§ Page extract:
_ _ _ _

The Obama campaign is preparing this week to send paid workers into states where Democratic party candidates have not previously been competitive, expanding the political battleground in November and drawing in millions of first-time voters through voter-registration drives.

The latest opinion poll, for Newsweek magazine, was the first to show Mr Obama pulling ahead since he wrapped up the nomination fight against Hillary Clinton, ending months of damaging internecine rivalry and winning her endorsement. He leads Mr McCain by 51 to 36 per cent.

And the results showed that former Clinton supporters were quickly rallying to the Obama campaign, helping bolster his solid support among younger voters and independents.

But political analysts cautioned that the poll was out of step with others taken in recent weeks, which have showed Mr McCain trailing Mr Obama by less than the margin of error. Republicans also pointed out that Michael Dukakis was leading George HW Bush at this stage in the polling ahead of the 1988 election, which Mr Dukakis went on to lose by 8 percentage points.

"Obama and Clinton were in a pitched battle, and that's going to impact things," said the poll's organiser, Larry Hugick. "Now that we've gotten away from that period, this is the kind of bounce they've been talking about."

The Newsweek survey, of 1,010 registered voters, was conducted in the middle of last week, before Mr Obama abandoned his promise to take public funds for the campaign and accept the spending limits that are a condition of public financing. That U-turn continued to be debated on weekend political talk shows and even prominent supporters struggled to defend the reversal, which will allow Obama to wage the most expensive political campaign in US history.

_ _ _ _

§ Given task a:
Answer these questions about the article on the Obama campaign:
(i) What were Mr Obama's and Mr McCain's percentages in the Newsweek poll?
(ii) How many registered voters did the Newsweek survey include?
(iii) Who organized the poll?

§ Raw data:
_ _ _ _

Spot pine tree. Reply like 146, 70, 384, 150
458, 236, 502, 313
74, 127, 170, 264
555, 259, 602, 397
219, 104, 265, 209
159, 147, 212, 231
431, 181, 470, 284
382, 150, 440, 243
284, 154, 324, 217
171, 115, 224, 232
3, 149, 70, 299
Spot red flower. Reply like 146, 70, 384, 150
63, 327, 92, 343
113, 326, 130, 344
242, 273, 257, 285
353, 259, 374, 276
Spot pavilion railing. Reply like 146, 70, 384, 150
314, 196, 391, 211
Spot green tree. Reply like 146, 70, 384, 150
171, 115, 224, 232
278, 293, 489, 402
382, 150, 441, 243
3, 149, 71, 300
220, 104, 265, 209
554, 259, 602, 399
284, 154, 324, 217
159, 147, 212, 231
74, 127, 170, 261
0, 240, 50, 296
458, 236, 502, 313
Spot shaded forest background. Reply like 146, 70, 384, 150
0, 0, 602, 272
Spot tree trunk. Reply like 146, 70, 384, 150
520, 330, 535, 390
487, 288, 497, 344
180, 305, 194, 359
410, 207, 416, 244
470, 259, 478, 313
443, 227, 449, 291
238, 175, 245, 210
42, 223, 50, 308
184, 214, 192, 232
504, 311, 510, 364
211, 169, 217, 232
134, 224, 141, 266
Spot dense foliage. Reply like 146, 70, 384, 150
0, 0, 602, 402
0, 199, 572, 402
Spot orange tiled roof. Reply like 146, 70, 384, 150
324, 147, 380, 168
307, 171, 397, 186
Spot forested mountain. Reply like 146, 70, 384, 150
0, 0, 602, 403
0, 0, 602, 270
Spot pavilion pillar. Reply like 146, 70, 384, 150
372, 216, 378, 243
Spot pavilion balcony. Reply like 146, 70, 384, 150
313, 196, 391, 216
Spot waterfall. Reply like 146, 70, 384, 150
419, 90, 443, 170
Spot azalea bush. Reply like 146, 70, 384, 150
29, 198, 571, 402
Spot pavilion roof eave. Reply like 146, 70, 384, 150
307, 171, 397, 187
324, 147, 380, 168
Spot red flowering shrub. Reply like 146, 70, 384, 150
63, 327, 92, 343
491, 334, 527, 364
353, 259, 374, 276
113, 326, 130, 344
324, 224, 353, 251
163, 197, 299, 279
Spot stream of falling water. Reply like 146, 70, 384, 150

_ _ _ _

§ Given task b:
Find every line in the records that contains the word "tree", and copy each of those lines.

§ Final answer a:
(i) Mr Obama had 51 percent and Mr McCain had 36 percent.
(ii) The survey included 1,010 registered voters.
(iii) Larry Hugick organized the poll.

§ Final answer b:
Spot pine tree. Reply like 146, 70, 384, 150
Spot green tree. Reply like 146, 70, 384, 150
Spot tree trunk. Reply like 146, 70, 384, 150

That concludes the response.